▶ Try it:
This exercise asks for the entries below to be printed exactly.

________________

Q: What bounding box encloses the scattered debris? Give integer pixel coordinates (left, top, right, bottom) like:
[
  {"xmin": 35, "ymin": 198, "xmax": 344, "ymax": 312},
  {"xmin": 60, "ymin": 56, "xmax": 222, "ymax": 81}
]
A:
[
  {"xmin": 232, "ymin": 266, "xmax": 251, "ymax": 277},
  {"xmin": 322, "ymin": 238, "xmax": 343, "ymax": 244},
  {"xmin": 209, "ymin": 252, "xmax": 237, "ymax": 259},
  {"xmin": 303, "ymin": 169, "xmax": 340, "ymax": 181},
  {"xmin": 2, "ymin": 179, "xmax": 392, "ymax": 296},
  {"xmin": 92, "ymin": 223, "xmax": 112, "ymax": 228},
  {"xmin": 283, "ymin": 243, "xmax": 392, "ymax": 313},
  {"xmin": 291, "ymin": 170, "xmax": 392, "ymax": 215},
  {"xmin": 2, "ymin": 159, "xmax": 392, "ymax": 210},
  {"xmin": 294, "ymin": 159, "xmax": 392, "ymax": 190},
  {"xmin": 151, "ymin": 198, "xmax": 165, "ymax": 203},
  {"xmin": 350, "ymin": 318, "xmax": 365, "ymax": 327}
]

________________

▶ Answer to this task:
Q: What bounding box encloses the scattered debris? Give integer pixel coordinates (left, top, right, bottom) like:
[
  {"xmin": 35, "ymin": 198, "xmax": 344, "ymax": 312},
  {"xmin": 60, "ymin": 56, "xmax": 222, "ymax": 81}
]
A:
[
  {"xmin": 232, "ymin": 266, "xmax": 251, "ymax": 277},
  {"xmin": 322, "ymin": 238, "xmax": 343, "ymax": 244},
  {"xmin": 209, "ymin": 252, "xmax": 237, "ymax": 259},
  {"xmin": 303, "ymin": 169, "xmax": 340, "ymax": 181},
  {"xmin": 2, "ymin": 179, "xmax": 392, "ymax": 296},
  {"xmin": 92, "ymin": 223, "xmax": 112, "ymax": 228},
  {"xmin": 283, "ymin": 243, "xmax": 392, "ymax": 313},
  {"xmin": 291, "ymin": 170, "xmax": 392, "ymax": 215},
  {"xmin": 2, "ymin": 159, "xmax": 392, "ymax": 210},
  {"xmin": 294, "ymin": 159, "xmax": 392, "ymax": 190},
  {"xmin": 151, "ymin": 198, "xmax": 165, "ymax": 203},
  {"xmin": 350, "ymin": 318, "xmax": 365, "ymax": 327}
]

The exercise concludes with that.